**EXTRACT**
Inverse of specialisation as it involves realising that some entity types have lots of common features.
The main idea is to suppress difference between entity types.
Identify the common features an generalise them into a superclass:
Generalise CAR and TRUCK into a VEHICLE superclass if a common behaviour is identified.
EER Notation
The two processes of generalisation and specialisation may use different notation but we will use the same notation.
You can find a summary of the full ER notation in the textbook or in this PDF.the notation mentioned here is notation e)(i) in the book.
Subclasses are attached to a circle which is connected with the superclass.
The subset symbol indicates direction of a relationship.
Generic attributes are attaches to the superclass.
Specific attributes are attaches to the subclasses.
Attribute-defined Subclasses
You can sometimes determine exactly the entities that will become members of each subclass
For TRAINEE we may specify the condition of membership to be on the basis of the content of an attribute JobType.
This attribute is the defining attribute of teh specialisation
All subclasses in an attribute-defined specialisation must have the membership condition on the same attribute.
Predicate-defined Subclasses
Sometimes the membership condition depends on more than one factor:
For TRAINEE
For EMPLOYEE subclass we may specify the condition of membership to be: JobType=”Employee”
We might have a subclass YOUNG representing all trainees with Age less than 30 no matter the job: Age < 30
We are therefore establishing membership on the basis of the truth value of a defining predicate.
Levels of Specialisation
We can have further specialisation of the same entity type using different distinguishing characteristics.
SALARIES and HOURLY-PAID are both EMPLOYEE and TRAINEE.
Disjointness Constraint
Specifies that subclasses of a specialisation are disjoint.

**DATA ENTRIES**
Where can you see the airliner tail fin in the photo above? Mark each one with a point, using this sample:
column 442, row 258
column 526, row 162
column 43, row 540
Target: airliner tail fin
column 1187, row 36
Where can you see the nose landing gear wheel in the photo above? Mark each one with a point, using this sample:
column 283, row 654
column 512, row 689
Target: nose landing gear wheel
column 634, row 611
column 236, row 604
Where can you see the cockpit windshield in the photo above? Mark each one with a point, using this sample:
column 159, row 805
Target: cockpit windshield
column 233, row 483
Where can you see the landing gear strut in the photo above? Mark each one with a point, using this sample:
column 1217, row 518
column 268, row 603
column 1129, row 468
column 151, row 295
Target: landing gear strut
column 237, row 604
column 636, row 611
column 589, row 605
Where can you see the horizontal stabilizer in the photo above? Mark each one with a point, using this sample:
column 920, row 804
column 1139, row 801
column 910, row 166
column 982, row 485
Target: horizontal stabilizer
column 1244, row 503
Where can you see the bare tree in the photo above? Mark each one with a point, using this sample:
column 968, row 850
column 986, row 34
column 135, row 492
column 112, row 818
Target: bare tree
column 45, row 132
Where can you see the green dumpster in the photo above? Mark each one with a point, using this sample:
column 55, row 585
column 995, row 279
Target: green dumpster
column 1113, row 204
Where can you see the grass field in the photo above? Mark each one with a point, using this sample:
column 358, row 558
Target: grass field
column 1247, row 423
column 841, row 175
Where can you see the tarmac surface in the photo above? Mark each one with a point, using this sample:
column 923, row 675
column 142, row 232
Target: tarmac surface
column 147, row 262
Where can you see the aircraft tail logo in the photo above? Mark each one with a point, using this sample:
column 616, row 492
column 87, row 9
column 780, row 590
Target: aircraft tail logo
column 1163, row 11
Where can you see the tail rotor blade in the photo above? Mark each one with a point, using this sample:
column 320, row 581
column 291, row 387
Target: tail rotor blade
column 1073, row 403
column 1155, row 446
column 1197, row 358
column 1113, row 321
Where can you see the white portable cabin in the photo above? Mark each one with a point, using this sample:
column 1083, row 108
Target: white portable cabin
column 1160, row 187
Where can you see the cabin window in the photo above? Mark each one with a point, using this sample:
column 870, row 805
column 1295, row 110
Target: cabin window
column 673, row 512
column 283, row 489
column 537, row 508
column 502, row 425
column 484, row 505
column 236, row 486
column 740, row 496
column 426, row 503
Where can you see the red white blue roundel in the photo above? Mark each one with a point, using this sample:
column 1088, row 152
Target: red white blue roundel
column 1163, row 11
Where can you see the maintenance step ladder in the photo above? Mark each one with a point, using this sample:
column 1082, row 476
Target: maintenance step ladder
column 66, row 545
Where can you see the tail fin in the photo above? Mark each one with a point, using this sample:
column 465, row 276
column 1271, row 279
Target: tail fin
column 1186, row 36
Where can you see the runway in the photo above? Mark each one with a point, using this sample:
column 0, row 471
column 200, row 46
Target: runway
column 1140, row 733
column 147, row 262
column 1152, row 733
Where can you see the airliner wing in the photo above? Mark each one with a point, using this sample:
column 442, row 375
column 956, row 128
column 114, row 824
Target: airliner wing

---

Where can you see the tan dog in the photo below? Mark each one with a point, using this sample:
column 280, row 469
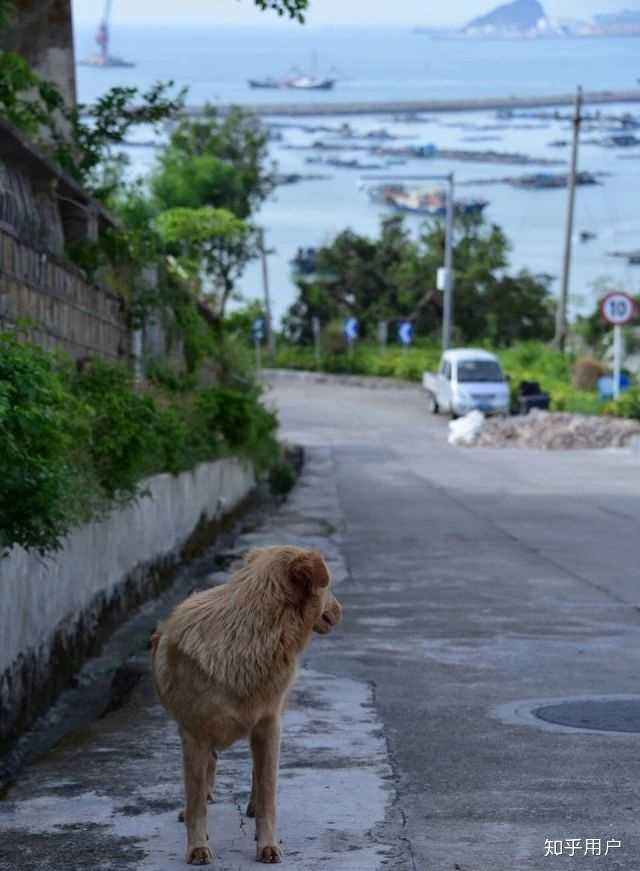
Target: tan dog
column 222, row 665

--

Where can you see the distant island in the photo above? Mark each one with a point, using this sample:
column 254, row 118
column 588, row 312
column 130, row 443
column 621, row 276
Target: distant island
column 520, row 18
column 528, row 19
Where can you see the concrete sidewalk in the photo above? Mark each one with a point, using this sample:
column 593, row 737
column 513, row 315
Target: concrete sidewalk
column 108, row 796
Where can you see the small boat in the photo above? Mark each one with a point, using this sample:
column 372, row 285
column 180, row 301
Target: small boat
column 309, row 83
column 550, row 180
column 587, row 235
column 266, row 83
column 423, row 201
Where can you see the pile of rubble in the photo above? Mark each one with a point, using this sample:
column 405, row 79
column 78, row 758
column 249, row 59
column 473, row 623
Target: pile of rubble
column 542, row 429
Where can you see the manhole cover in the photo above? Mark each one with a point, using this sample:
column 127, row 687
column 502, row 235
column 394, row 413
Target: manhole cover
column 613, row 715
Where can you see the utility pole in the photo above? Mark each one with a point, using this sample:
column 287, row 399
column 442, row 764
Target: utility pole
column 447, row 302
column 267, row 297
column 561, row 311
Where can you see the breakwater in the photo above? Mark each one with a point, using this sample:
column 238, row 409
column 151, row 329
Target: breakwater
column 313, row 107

**REQUIRED TASK 1**
In the notes on generalization and specialization, what are subclasses attached to?
**REQUIRED TASK 2**
Pick up the notes on generalization and specialization right after their last sentence and keep writing them.
The listing was taken from a different source than the notes.

**ANSWER 1**
A circle that is connected to the superclass.

**ANSWER 2**
An entity can be a member of at most one of the subclasses of the specialisation.
Attribute defined specialisation implies disjoint subclasses if the defining attribute is single-valued.
Subclasses that are not disjoint may overlap.
Some entities may be member of more than one subclass of the specialisation.
Completeness Constraint
This is similar to total and practical participation in regular relationships.
Total Specialisation
Every entity in a superclass must be a member of some subclass in some specialisation
Ever EMPLOYEE must be either HOURLY-PAID or SALARIED.
Partial Specialisation
Allows an entity not to belong to any of the subclasses
TRAINEES who are neither EMPLOYEES nor PROFESSIONAL.
Disjointness and completeness are independent.
This image states that EMPLOYEES must be paid but students don’t have to be PROFESSIONALS or EMPLOYEES.
Insertion & Deletion Rules
When implementing a database coming from an EER conceptualisation, we need to make sure the classification is preserved.
This is especially relevant when the DBMS does not support classes.
Deleting an entity instance from a super class implies that it is automatically deleted from all of the subclasses it belongs to.
Inserting an entity instance in a superclass implies that the entity is inserted in all predicate-defined subclasses for which the entity satisfies the defining predicate.
Inserting an entity instance in a superclass of total specialisation implies that the entity is inserted in at least one of the subclasses of the specialisation.
Inserting an entity in a superclass of disjoint, total specialisation implies that the entity is inserted in one and only one of the subclasses of the specialisation.
This type of modelling is inspired by agile principles.
Designing an ER Schema
You should identify the basic components:
Entity types.
Relationship types.
Attributes
And for each of these components:
Key attributes (unique for each identity).
Cardinality and participation constraints of relationships.
Different entity types.
Strategies to ER Design
Top-down
Start with a schema containing high-level abstractions an apply successive top-down refinements.
Bottom-up
Start with a schema containing basic abstractions then proceed by combining and adding to these.
Inside-out
Start from a central set of concepts, that are most evident and spread outwards, by considering new concepts in the vicinity of existing ones.
Evolutionary Data Modelling
This is an approach that proceeds in an incremental manner.
An initial slim model is created that satisfies some initial requirements.
The model is then refines in a set of iterations, adding details.
At each iteration a database can be built with a set of functionalities, queries, interface…
We will ignore this and only discuss data modelling.
Agile?
Agile data modelling is evolutionary data modelling done in a collaborative manner.
Agile is a set of principles, not a specific technique.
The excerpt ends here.